Aim of the task
Return each line below that contains the string "truck", treating uppercase and lowercase as different.
+++ Stored data
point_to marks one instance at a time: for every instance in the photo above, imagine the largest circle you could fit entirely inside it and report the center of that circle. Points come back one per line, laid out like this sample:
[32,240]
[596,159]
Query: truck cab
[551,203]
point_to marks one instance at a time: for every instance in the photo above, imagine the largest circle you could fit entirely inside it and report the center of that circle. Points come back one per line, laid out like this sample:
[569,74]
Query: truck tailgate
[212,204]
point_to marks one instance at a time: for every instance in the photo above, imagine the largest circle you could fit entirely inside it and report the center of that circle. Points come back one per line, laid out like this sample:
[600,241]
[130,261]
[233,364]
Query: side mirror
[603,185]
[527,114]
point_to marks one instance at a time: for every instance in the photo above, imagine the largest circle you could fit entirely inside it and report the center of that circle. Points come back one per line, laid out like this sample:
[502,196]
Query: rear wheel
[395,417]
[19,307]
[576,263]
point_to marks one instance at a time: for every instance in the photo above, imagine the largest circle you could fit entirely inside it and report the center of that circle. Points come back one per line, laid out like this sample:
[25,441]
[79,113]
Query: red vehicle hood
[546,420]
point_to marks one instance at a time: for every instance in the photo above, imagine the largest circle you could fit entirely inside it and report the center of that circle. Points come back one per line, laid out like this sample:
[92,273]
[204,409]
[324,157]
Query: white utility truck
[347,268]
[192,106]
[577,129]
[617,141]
++++++
+++ Stored data
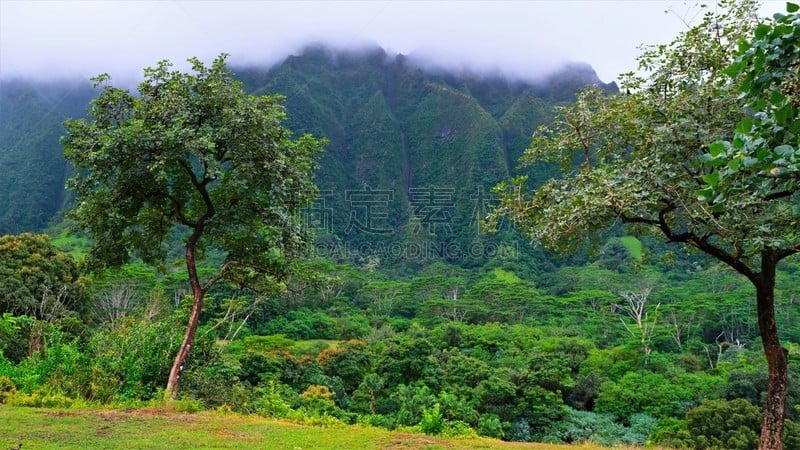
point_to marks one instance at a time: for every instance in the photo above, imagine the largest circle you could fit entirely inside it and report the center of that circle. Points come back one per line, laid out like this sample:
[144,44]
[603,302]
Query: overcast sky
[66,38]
++++++
Task output
Query: truck cab
Query: truck tailgate
Query: white utility truck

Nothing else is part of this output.